### GIVEN PROBLEM A
Report every line of the listing that contains the word "bench", treating uppercase and lowercase as different.

— start of ARTICLE —

Avoid mocks and test your core domain faster with Hexagonal Architecture
As I’ve written in my last few posts, we can get a long way to avoid mocks with small scale coding best practices. Unfortunately, when systems reach a certain size, we need something at architecture scale.
This is the 6th post of a series about avoiding mocks. If you haven’t, you can start by the beginning.
Why do we end up with mocks in large systems ?
A few years ago, I joined a team working in a legacy system. We wanted to apply TDD and refactoring. As expected, adding tests legacy code proved a real challenge. With a lot of effort we could manage to add a few. Unfortunately, this did not seem to have any positive effect on our maintainability ! The tests we were writing all involved a lot of mocking. The system was such a large mass of spaghetti code that there was no clear place to mock. We were actually mocking where it seemed the easiest on a test by test basis. We were making progress at small scale, but the big picture was not improving at all !
Large systems are beasts with many faces. They involve a lot of IOs. They write and read data from the disk and databases. They call 3rd parties and remote services.
As we test these large systems, we’ll need to stub out these IOs. Even if the tests are fast enough, we usually don’t want to call external services for real. Most of the time though, tests are slow. That’s 2 reasons why end up adding some mocks.
Here comes the nasty part. These large systems are so complex that we, developers, don’t have the full picture. When we test, we tend to mock at different places, depending on our knowledge. This is bad for maintenance. Mocks duplicate production code behavior. When many different mocks are in place to isolate an external dependency, we end up with ‘n’ versions of the code. That’s a nightmare to refactor !
💡 When many different mocks are in place to isolate an external dependency, we end up with ‘n’ versions of the code !
Hexagonal architecture to the rescue
Alistair Cockburn coined the term. The idea is pretty simple : isolate a piece of code from all dependencies. This is particularly useful for the core bounded contexts. With this in place, it becomes straightforward (and fast) to test the core domain logic.

— end of ARTICLE —
— start of SUPPLIED RECORDS —

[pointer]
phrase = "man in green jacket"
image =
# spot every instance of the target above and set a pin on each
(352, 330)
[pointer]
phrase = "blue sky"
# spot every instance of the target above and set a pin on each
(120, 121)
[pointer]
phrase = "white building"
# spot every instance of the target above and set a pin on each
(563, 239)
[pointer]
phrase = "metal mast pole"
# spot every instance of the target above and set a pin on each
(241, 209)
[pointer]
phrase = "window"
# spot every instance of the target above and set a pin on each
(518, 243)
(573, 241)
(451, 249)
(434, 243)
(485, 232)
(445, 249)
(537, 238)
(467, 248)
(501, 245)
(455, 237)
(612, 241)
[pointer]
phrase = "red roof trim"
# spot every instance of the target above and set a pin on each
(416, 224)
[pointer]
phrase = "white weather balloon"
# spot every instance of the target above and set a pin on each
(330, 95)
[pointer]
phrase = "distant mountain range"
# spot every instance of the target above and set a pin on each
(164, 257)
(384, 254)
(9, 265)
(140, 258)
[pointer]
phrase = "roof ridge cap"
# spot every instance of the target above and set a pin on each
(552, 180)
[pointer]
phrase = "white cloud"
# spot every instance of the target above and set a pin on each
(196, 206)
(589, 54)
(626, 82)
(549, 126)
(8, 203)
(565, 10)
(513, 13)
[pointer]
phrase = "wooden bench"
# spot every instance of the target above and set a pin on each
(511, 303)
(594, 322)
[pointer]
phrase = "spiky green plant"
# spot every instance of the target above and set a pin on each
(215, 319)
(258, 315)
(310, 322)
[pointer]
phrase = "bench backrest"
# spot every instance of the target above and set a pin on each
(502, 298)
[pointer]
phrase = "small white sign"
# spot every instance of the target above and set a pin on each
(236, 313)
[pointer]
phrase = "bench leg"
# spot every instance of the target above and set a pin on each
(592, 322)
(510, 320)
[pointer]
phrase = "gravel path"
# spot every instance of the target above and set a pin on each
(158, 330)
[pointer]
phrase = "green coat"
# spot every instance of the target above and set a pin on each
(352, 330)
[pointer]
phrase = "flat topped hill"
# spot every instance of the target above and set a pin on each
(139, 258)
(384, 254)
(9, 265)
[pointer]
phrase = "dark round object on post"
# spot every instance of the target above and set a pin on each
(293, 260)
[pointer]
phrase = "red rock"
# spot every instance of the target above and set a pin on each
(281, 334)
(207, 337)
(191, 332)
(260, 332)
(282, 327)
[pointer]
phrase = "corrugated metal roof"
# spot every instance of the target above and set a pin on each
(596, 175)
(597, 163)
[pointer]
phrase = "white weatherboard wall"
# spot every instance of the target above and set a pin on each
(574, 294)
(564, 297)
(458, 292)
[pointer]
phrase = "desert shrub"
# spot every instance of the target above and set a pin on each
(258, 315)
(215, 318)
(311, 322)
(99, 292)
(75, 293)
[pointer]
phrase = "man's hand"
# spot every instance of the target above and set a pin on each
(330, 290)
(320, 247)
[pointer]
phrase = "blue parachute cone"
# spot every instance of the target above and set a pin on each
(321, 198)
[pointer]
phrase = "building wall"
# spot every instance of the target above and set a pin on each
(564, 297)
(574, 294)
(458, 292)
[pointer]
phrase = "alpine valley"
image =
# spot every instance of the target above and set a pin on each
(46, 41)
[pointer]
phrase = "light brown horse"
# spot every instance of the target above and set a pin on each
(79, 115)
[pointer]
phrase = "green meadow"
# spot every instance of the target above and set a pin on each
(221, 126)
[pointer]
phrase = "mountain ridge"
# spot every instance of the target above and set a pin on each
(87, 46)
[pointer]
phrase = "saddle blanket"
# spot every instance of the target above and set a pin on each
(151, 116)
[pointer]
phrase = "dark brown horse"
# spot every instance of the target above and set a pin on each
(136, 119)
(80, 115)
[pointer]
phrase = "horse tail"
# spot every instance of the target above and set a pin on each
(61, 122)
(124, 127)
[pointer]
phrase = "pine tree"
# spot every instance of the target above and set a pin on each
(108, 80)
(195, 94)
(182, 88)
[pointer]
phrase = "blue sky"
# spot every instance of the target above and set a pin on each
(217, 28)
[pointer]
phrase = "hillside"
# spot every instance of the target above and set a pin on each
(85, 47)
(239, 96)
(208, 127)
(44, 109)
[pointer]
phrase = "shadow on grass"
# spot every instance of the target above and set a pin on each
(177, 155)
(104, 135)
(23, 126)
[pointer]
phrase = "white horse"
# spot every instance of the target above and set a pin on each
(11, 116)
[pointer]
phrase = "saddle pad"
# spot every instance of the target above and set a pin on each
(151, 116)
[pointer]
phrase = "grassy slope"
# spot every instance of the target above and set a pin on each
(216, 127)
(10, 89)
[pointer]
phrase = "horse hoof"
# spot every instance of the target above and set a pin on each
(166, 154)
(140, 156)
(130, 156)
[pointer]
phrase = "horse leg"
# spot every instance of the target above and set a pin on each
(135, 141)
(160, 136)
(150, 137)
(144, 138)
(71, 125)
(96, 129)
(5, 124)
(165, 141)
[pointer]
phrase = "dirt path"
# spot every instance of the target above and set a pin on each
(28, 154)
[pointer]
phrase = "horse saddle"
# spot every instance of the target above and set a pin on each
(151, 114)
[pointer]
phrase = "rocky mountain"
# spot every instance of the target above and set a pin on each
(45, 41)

— end of SUPPLIED RECORDS —

### GIVEN PROBLEM B
Condense the paragraph of the article that begins "Here comes the nasty part" into a short bulleted list that keeps its main facts.

### CORRECT ANSWER A
phrase = "wooden bench"
phrase = "bench backrest"
phrase = "bench leg"

### CORRECT ANSWER B
- Large systems are so complex that developers don't have the full picture.
- When testing, developers mock at different places depending on what they know.
- This hurts maintenance, because mocks duplicate production code behavior.
- Many different mocks isolating one external dependency produce 'n' versions of the code, which makes refactoring a nightmare.